[Start Selected passage]

I’ve still been keeping up with my daily yoga, and better yet, Samara is back in town Saturday doing a focused class on hamstrings. I’m trying to decide between getting up super early and going to a Nitro class (which is high intensity cardio using all bodyweight exercises – it really kicks the endorphins into gear!), or getting up not quite as early (I maybe get an extra 30 minutes?) and getting a good 30 minutes of treadmill speedwork in. We’ll see. Good habits are good, and shaking up the rut is better, but so much change in one week is a lot to ask. 🙂
My good intentions of keeping this blog relatively updated (1-2 posts a week) has fallen by the wayside, and for no good reason, I might add. Well, maybe that isn’t true. I haven’t felt terribly inspired to write. I’ve been reading voraciously – news, blogs, fiction – looking for the highest quality that I can find, but I have not been inspired to write. Which is interesting, because usually that does the trick.
So, anyway, sometimes you have to fake it til you make it, so here goes.
I’ve been thinking a lot these last few weeks about self care. After feeling pretty strong for a few weeks, my hip (piriformis, sciatic nerve, right glute, what-have-you) flared up again after what I thought was a strong 6 mile run a couple of weeks ago. I took the following week off from running, and since then have only been running twice a week at about 3-4 miles a pop. I don’t have any races scheduled until next Spring, and given how the weather has been already, it’s a good time to take a breather from running long and get healthy.

[End Selected passage]
[Start Provided data]

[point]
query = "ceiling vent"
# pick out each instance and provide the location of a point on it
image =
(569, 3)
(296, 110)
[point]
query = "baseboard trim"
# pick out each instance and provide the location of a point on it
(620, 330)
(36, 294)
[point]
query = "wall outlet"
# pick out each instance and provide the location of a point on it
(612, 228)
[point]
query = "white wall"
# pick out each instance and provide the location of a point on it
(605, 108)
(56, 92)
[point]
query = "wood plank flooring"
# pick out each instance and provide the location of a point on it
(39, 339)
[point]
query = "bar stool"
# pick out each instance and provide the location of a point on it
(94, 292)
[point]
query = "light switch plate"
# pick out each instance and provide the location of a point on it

[End Provided data]

**Exercise set**
1: Transcribe the stretch of the blog post from "I’ve been thinking" through "and get healthy.".
2: Render every line of the point-labeling entries as a numbered list, omitting any blank lines.
The entries are unrelated to the blog post.

**Answers provided**
1:
I’ve been thinking a lot these last few weeks about self care. After feeling pretty strong for a few weeks, my hip (piriformis, sciatic nerve, right glute, what-have-you) flared up again after what I thought was a strong 6 mile run a couple of weeks ago. I took the following week off from running, and since then have only been running twice a week at about 3-4 miles a pop. I don’t have any races scheduled until next Spring, and given how the weather has been already, it’s a good time to take a breather from running long and get healthy.

2:
1. [point]
2. query = "ceiling vent"
3. # pick out each instance and provide the location of a point on it
4. image =
5. (569, 3)
6. (296, 110)
7. [point]
8. query = "baseboard trim"
9. # pick out each instance and provide the location of a point on it
10. (620, 330)
11. (36, 294)
12. [point]
13. query = "wall outlet"
14. # pick out each instance and provide the location of a point on it
15. (612, 228)
16. [point]
17. query = "white wall"
18. # pick out each instance and provide the location of a point on it
19. (605, 108)
20. (56, 92)
21. [point]
22. query = "wood plank flooring"
23. # pick out each instance and provide the location of a point on it
24. (39, 339)
25. [point]
26. query = "bar stool"
27. # pick out each instance and provide the location of a point on it
28. (94, 292)
29. [point]
30. query = "light switch plate"
31. # pick out each instance and provide the location of a point on it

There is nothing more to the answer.